[Collected data entries]
------------------------

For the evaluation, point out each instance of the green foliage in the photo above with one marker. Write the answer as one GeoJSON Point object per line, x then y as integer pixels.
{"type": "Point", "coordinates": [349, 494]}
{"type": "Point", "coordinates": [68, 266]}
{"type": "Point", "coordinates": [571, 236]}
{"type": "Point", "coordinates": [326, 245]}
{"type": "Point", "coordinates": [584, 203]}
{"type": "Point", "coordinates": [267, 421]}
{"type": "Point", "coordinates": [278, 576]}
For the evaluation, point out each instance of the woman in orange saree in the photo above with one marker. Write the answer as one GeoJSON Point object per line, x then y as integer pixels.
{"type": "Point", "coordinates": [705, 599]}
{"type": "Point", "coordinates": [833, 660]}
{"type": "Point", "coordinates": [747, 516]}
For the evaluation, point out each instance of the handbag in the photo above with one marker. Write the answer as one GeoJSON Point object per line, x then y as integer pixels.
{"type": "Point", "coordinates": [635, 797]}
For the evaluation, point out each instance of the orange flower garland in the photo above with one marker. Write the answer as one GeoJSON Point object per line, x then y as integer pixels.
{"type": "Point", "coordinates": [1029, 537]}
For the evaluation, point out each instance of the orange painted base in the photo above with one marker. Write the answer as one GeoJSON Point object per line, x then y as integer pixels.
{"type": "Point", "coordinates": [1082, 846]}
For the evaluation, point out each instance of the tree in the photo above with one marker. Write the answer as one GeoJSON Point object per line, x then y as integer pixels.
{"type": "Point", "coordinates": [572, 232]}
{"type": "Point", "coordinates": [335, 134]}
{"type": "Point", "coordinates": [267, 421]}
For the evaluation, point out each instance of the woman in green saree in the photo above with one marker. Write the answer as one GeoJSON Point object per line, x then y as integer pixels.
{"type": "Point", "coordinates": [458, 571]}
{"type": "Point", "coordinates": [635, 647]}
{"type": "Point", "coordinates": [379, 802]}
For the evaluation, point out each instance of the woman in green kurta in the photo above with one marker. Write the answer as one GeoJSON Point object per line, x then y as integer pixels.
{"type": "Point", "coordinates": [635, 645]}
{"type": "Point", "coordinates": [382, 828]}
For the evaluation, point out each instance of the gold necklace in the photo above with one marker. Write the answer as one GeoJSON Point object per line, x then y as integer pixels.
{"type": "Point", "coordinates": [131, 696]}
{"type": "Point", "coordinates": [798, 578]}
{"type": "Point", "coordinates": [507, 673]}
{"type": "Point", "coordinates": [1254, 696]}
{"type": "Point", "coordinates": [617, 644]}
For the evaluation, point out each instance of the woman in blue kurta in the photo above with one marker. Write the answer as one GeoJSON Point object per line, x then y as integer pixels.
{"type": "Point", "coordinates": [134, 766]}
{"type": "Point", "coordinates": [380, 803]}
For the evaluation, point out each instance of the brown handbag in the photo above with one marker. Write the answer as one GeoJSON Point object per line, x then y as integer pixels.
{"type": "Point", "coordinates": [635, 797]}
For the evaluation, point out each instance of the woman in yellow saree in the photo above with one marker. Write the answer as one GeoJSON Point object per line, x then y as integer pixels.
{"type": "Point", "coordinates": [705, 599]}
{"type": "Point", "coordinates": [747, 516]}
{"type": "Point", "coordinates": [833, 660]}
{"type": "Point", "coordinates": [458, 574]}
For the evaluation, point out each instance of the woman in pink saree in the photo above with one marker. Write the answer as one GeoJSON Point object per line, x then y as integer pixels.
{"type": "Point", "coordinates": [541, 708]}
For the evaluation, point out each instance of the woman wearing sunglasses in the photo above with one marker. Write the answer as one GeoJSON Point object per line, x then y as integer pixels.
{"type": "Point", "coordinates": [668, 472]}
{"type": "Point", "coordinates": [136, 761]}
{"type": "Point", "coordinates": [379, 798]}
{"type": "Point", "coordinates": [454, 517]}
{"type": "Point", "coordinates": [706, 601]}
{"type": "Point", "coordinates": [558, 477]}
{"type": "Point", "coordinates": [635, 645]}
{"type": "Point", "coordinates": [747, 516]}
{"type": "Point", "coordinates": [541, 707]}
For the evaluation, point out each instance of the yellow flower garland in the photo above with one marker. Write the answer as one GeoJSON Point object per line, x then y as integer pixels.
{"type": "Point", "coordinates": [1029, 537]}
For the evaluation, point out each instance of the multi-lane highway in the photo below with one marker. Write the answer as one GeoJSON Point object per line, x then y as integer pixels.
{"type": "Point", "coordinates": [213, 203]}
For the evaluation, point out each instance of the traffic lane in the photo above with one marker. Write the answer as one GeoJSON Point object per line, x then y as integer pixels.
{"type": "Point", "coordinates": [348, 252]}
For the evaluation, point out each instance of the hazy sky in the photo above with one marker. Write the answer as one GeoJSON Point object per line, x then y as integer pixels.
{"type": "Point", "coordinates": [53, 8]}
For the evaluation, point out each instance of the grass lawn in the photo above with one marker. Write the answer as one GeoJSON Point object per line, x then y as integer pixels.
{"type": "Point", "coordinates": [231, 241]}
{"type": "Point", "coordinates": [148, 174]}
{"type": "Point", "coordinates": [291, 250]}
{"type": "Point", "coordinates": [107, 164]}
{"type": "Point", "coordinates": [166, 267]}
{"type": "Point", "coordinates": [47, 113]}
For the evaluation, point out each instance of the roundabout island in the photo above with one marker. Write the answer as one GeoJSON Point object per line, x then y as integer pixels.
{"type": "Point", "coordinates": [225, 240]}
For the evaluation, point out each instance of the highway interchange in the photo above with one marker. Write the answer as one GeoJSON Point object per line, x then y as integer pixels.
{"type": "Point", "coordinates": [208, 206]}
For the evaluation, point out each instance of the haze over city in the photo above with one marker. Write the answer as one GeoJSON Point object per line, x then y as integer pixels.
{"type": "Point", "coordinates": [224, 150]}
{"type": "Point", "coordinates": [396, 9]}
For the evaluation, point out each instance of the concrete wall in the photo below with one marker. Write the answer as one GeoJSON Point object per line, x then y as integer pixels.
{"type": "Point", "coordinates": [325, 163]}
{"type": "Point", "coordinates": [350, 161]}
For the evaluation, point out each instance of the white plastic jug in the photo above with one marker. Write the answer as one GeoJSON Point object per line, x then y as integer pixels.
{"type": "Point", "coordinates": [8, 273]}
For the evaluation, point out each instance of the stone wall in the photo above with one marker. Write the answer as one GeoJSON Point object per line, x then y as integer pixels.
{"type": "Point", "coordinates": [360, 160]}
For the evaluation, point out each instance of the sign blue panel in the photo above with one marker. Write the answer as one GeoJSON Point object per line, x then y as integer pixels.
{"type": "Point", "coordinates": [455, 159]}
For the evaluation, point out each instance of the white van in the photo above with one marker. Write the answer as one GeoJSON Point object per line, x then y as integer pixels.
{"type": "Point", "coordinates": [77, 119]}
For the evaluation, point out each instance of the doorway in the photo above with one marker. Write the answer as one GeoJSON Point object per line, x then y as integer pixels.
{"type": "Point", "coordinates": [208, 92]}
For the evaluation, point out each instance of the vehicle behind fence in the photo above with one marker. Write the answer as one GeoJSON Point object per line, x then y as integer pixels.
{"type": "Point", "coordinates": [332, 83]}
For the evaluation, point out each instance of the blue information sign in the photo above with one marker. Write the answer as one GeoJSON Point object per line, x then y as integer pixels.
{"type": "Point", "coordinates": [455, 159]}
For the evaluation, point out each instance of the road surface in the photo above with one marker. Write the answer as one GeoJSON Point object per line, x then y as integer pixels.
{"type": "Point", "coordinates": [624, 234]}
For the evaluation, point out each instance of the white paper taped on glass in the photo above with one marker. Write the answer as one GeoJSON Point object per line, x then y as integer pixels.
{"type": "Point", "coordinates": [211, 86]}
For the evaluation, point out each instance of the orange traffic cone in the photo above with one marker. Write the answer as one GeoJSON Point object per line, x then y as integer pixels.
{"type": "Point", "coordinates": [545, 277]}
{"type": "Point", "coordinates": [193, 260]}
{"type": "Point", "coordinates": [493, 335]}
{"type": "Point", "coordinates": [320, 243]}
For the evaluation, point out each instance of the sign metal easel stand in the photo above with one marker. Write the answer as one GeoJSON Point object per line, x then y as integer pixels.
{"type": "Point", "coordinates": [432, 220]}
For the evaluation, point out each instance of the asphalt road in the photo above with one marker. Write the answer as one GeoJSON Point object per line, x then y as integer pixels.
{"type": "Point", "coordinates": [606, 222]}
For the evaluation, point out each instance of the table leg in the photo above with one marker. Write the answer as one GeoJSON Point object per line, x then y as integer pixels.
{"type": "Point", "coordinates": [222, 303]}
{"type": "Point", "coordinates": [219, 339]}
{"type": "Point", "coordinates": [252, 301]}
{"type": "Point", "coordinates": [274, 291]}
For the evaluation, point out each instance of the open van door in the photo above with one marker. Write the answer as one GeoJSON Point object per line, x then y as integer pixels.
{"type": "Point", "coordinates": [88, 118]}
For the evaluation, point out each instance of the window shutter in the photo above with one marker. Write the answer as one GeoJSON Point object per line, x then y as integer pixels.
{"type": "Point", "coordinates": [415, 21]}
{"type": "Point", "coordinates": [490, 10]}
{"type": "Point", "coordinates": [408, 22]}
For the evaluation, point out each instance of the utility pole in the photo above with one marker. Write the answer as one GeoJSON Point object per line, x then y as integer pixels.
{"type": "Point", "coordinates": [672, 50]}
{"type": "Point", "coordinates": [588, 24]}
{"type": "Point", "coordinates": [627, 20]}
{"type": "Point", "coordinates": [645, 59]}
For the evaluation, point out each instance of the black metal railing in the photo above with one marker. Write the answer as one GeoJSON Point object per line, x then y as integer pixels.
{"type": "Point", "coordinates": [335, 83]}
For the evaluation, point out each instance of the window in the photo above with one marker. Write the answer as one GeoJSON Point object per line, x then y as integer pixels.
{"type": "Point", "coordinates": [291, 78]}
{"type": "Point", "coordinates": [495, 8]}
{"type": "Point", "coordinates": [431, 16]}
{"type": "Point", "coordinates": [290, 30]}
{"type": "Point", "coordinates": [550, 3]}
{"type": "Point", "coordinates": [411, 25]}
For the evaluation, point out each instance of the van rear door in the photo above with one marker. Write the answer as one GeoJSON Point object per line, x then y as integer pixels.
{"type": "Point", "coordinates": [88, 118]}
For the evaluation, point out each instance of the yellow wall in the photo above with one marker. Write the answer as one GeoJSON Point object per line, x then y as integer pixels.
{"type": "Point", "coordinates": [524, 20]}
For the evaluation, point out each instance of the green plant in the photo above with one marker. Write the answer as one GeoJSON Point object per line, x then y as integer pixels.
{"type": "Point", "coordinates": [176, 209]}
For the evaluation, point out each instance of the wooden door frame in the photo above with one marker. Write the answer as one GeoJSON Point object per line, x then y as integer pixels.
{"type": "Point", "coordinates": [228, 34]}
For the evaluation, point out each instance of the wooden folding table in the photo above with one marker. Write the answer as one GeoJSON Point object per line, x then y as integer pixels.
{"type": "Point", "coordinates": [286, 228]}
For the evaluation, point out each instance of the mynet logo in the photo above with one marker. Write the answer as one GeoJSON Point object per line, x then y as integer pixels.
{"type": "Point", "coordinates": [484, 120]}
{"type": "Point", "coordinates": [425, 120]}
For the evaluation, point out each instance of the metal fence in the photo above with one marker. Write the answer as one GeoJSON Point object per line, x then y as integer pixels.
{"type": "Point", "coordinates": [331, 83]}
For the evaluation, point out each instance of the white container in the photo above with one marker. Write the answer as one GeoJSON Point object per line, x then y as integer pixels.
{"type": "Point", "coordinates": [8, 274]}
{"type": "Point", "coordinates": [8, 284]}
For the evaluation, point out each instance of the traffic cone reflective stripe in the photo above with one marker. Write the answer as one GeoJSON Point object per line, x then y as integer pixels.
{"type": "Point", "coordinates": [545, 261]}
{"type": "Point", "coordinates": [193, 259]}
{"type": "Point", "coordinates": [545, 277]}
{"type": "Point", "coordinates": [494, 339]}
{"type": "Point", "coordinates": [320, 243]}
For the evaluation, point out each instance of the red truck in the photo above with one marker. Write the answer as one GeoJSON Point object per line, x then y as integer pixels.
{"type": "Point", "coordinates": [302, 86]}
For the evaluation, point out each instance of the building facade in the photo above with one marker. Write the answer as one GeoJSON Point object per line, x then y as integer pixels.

------------------------

§ Work to do: Quote every line from the line containing "the white container" through the closing line of the listing, including both.

§ Full response:
For the evaluation, point out each instance of the white container in the photo above with one marker. Write the answer as one GeoJSON Point object per line, x then y as integer pixels.
{"type": "Point", "coordinates": [8, 274]}
{"type": "Point", "coordinates": [8, 284]}
For the evaluation, point out each instance of the traffic cone reflective stripe in the photo above with one marker. Write the answer as one GeoJSON Point object per line, x then y as integer pixels.
{"type": "Point", "coordinates": [545, 261]}
{"type": "Point", "coordinates": [193, 259]}
{"type": "Point", "coordinates": [545, 277]}
{"type": "Point", "coordinates": [494, 339]}
{"type": "Point", "coordinates": [320, 243]}
For the evaluation, point out each instance of the red truck in the photo above with one marker. Write the answer as one GeoJSON Point object per line, x then y as integer pixels.
{"type": "Point", "coordinates": [302, 86]}
For the evaluation, point out each instance of the building facade in the photo above with one marker. Write the answer as one GeoJSON Point object per line, x then y as integer pixels.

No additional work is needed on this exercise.